--- DATA FOR THIS EXERCISE ---

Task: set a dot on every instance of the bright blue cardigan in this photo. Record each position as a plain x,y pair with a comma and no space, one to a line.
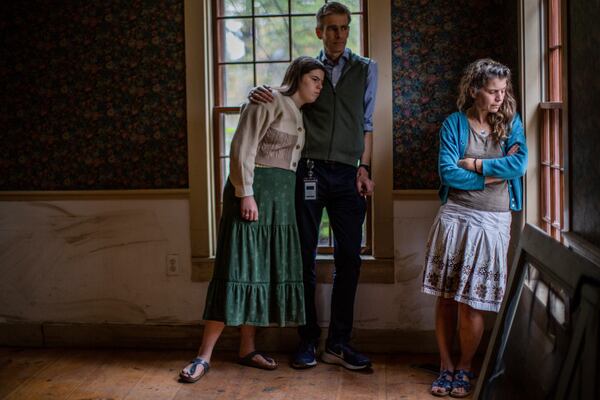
454,137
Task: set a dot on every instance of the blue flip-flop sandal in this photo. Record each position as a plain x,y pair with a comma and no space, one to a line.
444,381
187,374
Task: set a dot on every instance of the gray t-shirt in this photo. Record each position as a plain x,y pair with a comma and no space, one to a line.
493,197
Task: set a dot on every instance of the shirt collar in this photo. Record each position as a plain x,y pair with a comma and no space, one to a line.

---

◆ WORK REQUEST
Copy the data exactly. Pictures do not belong in the copy.

◆ RESULT OF THE TASK
Task: set a dot on every instance of the bright blue cardigan in this photo. Record each position as a plain x,y pair with a comma and no space, one to a line.
454,137
Task: set a dot on every instance of the blue flip-flop sandal in this photo. Record each position as a plain x,y pair with a comma and no space, one to a line.
444,381
187,374
Task: set a dot on every instance of the gray t-shirt in this photo. Record each position as a plain x,y pair with a comma and no space, one to a line.
493,197
Task: set a dot on every instance of the shirt collar in this photo. Record each position as a plain x,y pair with a comma and no space, one to a line.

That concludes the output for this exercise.